** start of Given records **

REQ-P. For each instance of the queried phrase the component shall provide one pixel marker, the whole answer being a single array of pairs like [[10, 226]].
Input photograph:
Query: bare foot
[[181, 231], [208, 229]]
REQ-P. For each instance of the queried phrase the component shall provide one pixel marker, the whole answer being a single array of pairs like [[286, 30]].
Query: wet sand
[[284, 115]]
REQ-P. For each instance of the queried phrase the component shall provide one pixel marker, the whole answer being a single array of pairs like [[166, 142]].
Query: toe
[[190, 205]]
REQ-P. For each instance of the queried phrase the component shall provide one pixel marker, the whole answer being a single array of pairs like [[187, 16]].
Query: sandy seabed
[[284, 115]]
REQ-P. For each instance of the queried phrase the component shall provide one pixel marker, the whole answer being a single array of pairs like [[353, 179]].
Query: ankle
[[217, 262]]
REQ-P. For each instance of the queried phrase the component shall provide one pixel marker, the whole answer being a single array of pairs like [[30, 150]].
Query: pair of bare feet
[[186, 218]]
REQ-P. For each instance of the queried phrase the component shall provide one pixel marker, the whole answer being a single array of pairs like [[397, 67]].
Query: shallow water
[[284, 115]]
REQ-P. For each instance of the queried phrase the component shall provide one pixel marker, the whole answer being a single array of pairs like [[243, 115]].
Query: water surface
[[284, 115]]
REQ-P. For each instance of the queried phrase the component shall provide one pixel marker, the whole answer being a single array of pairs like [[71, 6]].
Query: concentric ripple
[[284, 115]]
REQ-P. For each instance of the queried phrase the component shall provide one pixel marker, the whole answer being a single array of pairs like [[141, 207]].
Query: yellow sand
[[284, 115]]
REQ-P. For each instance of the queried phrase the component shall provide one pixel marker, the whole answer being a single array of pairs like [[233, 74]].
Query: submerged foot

** end of Given records **
** start of Given records **

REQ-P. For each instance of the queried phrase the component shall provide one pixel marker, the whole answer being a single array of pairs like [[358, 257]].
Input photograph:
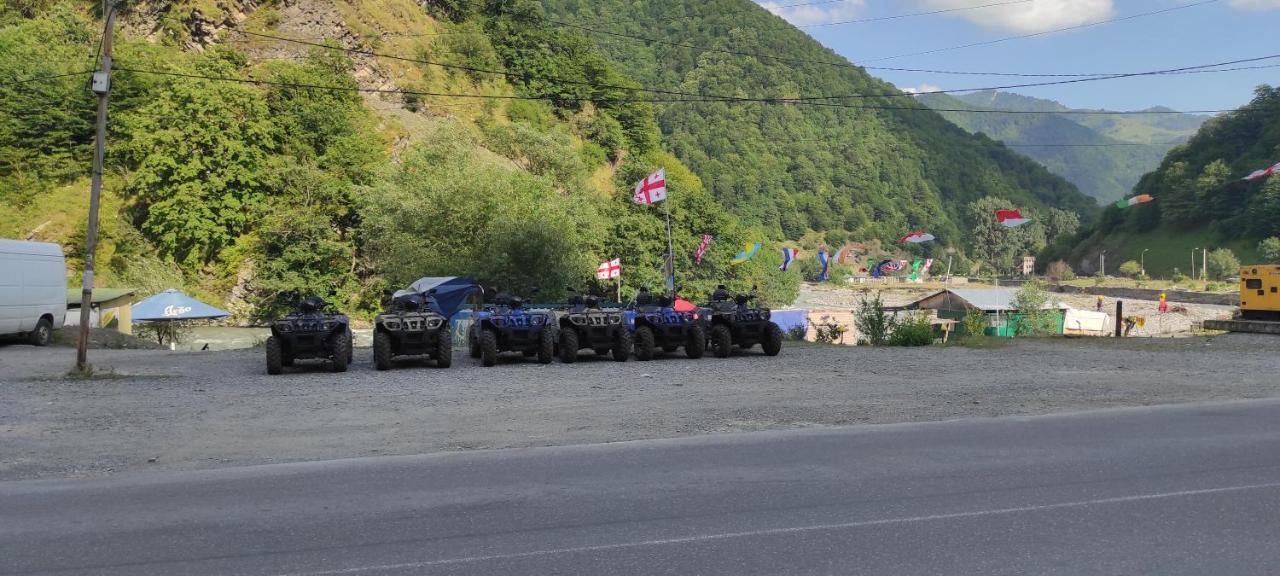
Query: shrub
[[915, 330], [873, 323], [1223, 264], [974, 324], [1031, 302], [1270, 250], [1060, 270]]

** end of Given records **

## Problem requirements
Count the lines in the entries above that contain the word "water". Reply with the number alone.

## Worked solution
2